» **Records supplied**:
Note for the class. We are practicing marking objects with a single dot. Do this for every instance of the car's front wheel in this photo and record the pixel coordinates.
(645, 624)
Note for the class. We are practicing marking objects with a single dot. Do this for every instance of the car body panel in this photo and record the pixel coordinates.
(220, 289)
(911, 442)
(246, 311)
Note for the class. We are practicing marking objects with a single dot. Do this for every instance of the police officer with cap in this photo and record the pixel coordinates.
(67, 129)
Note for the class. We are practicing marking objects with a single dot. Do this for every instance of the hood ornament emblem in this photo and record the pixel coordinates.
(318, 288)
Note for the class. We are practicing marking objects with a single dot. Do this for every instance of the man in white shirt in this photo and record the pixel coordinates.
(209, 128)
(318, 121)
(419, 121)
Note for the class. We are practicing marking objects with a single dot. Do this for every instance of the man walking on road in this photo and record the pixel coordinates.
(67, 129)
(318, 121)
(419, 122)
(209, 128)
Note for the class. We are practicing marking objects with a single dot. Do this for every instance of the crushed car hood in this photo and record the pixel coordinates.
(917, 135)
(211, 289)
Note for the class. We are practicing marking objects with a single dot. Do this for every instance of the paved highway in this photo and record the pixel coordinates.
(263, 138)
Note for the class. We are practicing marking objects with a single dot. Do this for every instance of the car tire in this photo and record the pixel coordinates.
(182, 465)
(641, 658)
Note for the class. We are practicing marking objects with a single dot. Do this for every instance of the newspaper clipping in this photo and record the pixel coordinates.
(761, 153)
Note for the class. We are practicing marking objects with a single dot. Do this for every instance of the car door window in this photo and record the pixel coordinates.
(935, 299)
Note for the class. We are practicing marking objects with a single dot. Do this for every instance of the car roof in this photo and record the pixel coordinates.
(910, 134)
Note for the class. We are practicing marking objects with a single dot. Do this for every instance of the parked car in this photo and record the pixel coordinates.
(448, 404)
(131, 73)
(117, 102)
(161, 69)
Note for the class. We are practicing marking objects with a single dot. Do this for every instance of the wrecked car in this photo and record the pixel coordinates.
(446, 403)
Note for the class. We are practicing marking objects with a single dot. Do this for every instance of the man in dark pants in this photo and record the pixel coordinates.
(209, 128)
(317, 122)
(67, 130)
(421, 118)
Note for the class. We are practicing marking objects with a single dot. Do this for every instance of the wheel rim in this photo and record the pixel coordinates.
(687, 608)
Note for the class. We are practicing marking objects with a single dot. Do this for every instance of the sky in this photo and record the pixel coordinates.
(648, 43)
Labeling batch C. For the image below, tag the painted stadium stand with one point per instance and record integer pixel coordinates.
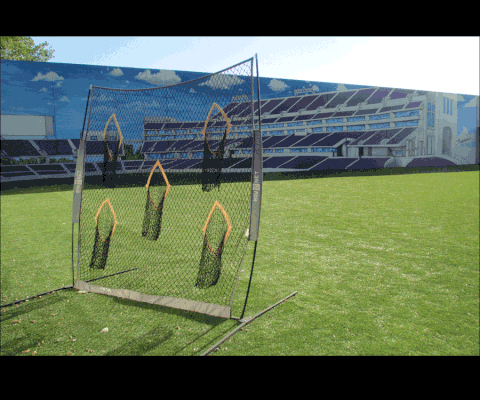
(429, 162)
(275, 162)
(354, 129)
(303, 162)
(334, 163)
(369, 163)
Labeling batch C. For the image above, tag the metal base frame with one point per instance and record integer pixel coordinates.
(245, 322)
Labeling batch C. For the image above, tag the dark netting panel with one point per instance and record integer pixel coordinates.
(176, 241)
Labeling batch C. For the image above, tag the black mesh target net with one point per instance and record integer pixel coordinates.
(170, 226)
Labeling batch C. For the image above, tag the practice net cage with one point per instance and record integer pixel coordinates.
(149, 236)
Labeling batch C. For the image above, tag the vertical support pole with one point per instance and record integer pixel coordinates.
(257, 174)
(78, 185)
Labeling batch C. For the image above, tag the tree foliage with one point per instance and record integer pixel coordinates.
(23, 48)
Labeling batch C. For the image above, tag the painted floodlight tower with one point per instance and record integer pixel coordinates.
(180, 246)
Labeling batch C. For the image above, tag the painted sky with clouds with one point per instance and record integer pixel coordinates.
(60, 88)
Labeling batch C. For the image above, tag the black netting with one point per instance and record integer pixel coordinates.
(170, 234)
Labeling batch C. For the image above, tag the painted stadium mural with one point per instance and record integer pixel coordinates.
(306, 125)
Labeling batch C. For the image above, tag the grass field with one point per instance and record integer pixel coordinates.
(383, 265)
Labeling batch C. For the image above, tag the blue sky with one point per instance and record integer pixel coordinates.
(442, 64)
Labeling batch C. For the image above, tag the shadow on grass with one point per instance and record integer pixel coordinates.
(13, 312)
(160, 334)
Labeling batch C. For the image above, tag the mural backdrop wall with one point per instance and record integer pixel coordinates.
(396, 127)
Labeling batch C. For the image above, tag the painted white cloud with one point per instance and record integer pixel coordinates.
(471, 103)
(49, 76)
(465, 136)
(222, 81)
(116, 72)
(161, 78)
(277, 86)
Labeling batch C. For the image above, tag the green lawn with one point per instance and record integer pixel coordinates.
(383, 265)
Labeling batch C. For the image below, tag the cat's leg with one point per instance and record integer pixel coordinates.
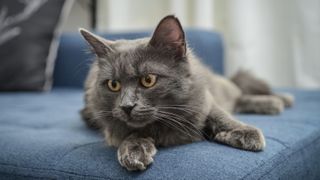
(136, 153)
(226, 129)
(260, 104)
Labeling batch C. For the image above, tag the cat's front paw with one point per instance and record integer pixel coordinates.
(247, 138)
(136, 154)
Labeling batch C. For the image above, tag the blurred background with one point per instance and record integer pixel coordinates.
(278, 41)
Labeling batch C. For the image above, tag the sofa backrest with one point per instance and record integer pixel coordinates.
(73, 61)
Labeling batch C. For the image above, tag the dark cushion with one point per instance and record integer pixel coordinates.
(29, 32)
(43, 136)
(73, 61)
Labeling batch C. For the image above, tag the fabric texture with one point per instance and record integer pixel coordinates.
(29, 32)
(42, 135)
(73, 59)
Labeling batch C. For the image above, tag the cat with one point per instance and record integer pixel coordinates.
(154, 92)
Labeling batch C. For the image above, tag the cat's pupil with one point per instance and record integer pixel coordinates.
(148, 79)
(114, 83)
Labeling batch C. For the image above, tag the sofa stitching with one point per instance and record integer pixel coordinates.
(290, 155)
(277, 140)
(48, 169)
(282, 153)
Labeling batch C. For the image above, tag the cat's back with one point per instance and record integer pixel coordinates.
(223, 92)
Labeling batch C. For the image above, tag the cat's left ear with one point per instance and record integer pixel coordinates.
(99, 45)
(169, 35)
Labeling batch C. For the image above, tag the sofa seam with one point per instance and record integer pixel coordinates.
(285, 156)
(73, 149)
(290, 155)
(53, 170)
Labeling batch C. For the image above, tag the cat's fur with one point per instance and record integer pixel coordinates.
(188, 103)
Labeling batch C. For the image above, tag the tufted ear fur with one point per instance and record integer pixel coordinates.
(169, 35)
(98, 44)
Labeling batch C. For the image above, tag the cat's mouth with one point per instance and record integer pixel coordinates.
(138, 122)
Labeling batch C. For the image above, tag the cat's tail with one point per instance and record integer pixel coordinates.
(249, 84)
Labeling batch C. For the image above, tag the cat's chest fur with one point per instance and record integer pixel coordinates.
(163, 135)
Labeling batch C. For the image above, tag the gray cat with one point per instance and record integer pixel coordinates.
(153, 92)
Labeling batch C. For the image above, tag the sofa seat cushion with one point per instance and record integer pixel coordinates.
(42, 136)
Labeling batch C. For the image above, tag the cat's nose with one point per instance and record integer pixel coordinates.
(127, 108)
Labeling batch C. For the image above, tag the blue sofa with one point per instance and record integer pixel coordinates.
(42, 135)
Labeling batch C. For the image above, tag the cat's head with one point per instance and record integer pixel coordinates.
(141, 81)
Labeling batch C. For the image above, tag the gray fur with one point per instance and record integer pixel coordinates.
(188, 102)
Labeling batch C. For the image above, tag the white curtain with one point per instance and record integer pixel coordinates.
(278, 41)
(130, 15)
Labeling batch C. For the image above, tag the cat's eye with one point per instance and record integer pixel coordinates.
(149, 80)
(114, 85)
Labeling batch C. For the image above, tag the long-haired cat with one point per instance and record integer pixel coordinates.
(153, 92)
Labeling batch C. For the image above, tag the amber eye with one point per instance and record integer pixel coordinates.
(149, 80)
(114, 85)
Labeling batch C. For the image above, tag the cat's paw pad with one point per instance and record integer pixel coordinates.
(249, 138)
(136, 155)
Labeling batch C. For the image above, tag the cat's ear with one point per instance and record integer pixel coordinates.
(169, 34)
(99, 45)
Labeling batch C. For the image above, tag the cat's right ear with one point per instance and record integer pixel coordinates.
(98, 44)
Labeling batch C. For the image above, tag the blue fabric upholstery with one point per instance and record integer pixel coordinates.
(73, 62)
(42, 136)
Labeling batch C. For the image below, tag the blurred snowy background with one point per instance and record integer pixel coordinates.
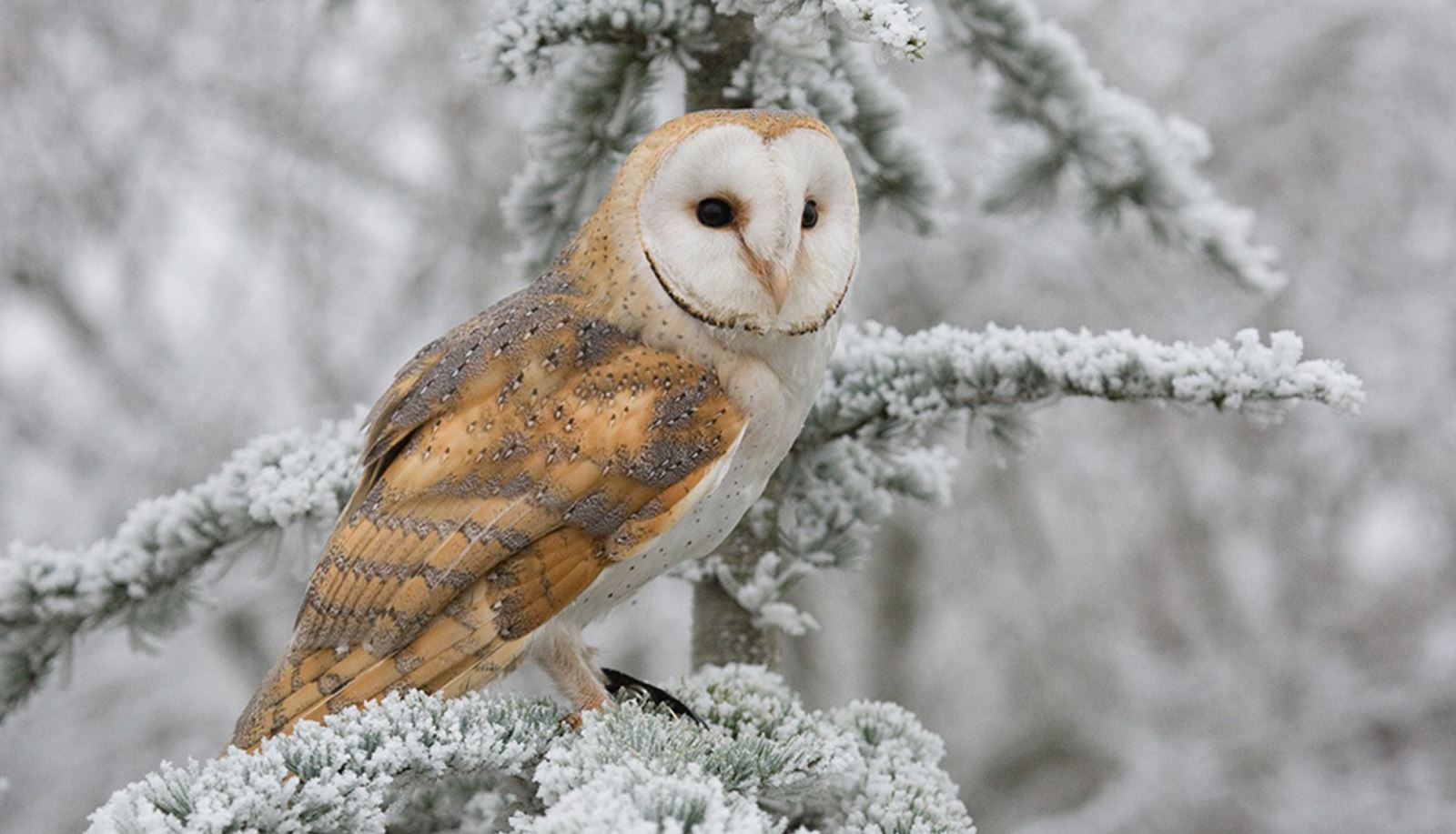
(229, 220)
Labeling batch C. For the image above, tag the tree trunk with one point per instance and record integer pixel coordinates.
(723, 629)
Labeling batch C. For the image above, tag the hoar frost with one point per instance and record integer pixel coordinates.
(763, 763)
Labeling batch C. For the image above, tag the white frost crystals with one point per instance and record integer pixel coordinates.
(492, 763)
(870, 440)
(142, 574)
(868, 443)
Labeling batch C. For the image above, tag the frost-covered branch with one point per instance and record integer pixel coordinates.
(866, 444)
(524, 40)
(795, 65)
(594, 113)
(868, 441)
(895, 25)
(490, 763)
(143, 574)
(1121, 150)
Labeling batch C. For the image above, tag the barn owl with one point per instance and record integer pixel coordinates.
(539, 463)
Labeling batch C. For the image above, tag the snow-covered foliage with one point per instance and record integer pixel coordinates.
(762, 763)
(795, 65)
(868, 443)
(599, 102)
(142, 575)
(1123, 152)
(892, 24)
(528, 35)
(603, 109)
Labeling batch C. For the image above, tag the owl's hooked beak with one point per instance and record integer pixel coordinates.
(774, 278)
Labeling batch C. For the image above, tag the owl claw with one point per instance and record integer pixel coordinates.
(623, 688)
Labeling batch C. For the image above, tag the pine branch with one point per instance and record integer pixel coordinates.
(797, 65)
(895, 25)
(1121, 150)
(524, 40)
(594, 114)
(143, 574)
(482, 761)
(868, 440)
(864, 447)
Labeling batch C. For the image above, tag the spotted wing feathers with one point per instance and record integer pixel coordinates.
(504, 469)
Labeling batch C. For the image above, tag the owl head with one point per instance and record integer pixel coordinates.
(749, 220)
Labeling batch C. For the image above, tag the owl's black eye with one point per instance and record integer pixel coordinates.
(713, 213)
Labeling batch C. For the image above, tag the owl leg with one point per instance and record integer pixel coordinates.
(626, 688)
(567, 659)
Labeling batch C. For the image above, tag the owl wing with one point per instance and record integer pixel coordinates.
(506, 466)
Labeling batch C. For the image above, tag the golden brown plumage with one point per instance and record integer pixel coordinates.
(504, 469)
(551, 455)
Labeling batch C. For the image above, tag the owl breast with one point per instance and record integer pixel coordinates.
(775, 395)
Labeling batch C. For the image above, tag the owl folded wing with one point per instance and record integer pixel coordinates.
(507, 466)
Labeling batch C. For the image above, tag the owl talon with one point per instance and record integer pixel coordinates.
(623, 688)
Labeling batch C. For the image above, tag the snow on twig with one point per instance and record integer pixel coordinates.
(865, 446)
(488, 763)
(1123, 152)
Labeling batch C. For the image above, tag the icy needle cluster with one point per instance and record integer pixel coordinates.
(892, 24)
(143, 572)
(488, 763)
(524, 41)
(1121, 150)
(868, 441)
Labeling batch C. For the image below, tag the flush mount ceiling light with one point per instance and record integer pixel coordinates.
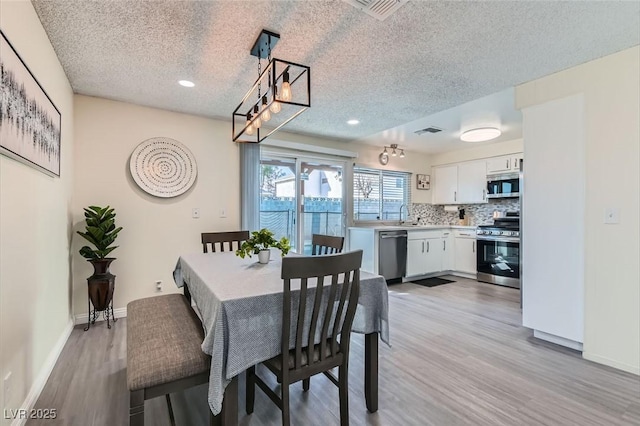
(281, 93)
(481, 134)
(384, 155)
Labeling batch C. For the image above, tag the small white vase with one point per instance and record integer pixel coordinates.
(264, 256)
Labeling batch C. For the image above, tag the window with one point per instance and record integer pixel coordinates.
(379, 194)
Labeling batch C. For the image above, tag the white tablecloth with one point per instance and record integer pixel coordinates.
(240, 301)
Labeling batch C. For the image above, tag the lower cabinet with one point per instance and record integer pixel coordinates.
(465, 252)
(426, 252)
(448, 259)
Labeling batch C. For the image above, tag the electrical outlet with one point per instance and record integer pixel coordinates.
(612, 215)
(6, 385)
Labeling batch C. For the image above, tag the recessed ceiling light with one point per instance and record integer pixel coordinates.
(480, 135)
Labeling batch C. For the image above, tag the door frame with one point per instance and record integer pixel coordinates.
(302, 157)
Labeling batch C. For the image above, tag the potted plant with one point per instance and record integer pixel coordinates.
(260, 242)
(100, 231)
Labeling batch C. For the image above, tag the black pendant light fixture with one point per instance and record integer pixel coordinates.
(281, 93)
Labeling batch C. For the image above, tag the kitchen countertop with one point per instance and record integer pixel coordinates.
(378, 228)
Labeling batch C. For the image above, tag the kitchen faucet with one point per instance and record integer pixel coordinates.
(400, 221)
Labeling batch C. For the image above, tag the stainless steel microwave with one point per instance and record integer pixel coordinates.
(505, 185)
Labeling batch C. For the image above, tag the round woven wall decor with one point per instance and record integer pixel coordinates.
(163, 167)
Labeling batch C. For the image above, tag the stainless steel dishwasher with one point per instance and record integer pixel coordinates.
(392, 255)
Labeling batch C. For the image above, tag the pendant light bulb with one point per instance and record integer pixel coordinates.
(275, 107)
(286, 87)
(257, 122)
(250, 128)
(266, 115)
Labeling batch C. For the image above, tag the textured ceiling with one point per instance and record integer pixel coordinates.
(426, 58)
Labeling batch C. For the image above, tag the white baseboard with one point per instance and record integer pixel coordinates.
(557, 340)
(633, 369)
(45, 372)
(83, 318)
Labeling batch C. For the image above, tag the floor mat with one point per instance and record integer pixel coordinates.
(432, 282)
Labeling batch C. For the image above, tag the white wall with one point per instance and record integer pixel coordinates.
(476, 152)
(155, 230)
(553, 220)
(35, 228)
(611, 90)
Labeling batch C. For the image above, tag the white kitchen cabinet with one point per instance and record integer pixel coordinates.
(463, 183)
(433, 255)
(499, 165)
(448, 261)
(504, 164)
(515, 162)
(415, 257)
(424, 252)
(445, 185)
(472, 182)
(465, 252)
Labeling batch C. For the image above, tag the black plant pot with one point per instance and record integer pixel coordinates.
(101, 286)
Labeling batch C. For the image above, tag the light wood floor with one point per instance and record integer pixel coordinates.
(458, 357)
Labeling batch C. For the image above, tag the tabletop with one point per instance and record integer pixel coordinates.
(240, 303)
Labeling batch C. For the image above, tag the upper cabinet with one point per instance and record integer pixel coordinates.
(504, 164)
(466, 183)
(463, 183)
(472, 182)
(446, 185)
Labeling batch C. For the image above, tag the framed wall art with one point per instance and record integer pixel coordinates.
(423, 181)
(30, 123)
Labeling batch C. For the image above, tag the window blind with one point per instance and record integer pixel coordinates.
(379, 194)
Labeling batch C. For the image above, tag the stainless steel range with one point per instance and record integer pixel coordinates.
(498, 254)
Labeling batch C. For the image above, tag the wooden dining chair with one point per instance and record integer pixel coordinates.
(326, 244)
(331, 307)
(221, 238)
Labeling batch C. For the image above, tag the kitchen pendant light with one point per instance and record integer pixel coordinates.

» **What is required**:
From the line containing "Labeling batch C. For the image above, tag the tabletop" through the final line of the listing above, retype every line exactly; leave out everything else.

» **Reply**:
Labeling batch C. For the image above, tag the tabletop with one point per instance and record integer pixel coordinates.
(240, 303)
Labeling batch C. For the image above, tag the upper cabinet with one point per instance and record integer pixel coordinates.
(504, 164)
(466, 183)
(463, 183)
(472, 182)
(446, 185)
Labeling batch C. For the image above, tag the framed wall art with one point per instance and record integer pixel coordinates.
(423, 181)
(30, 123)
Labeling batch C. For the image above, tag the window blind with one point per instance and record integer pixel coordinates.
(379, 194)
Labeling batch C. For the image above, tag the stainless steel range with one point per instance and record integer pixel coordinates.
(498, 254)
Labeling batch C. For the image above, tag the wooden dining chair with one point per instance and record integer pixel coordinates.
(326, 244)
(331, 307)
(221, 238)
Labeling batch C. For the image above, tag the kitchen pendant light with one point per instance and record integer pixel coordinates.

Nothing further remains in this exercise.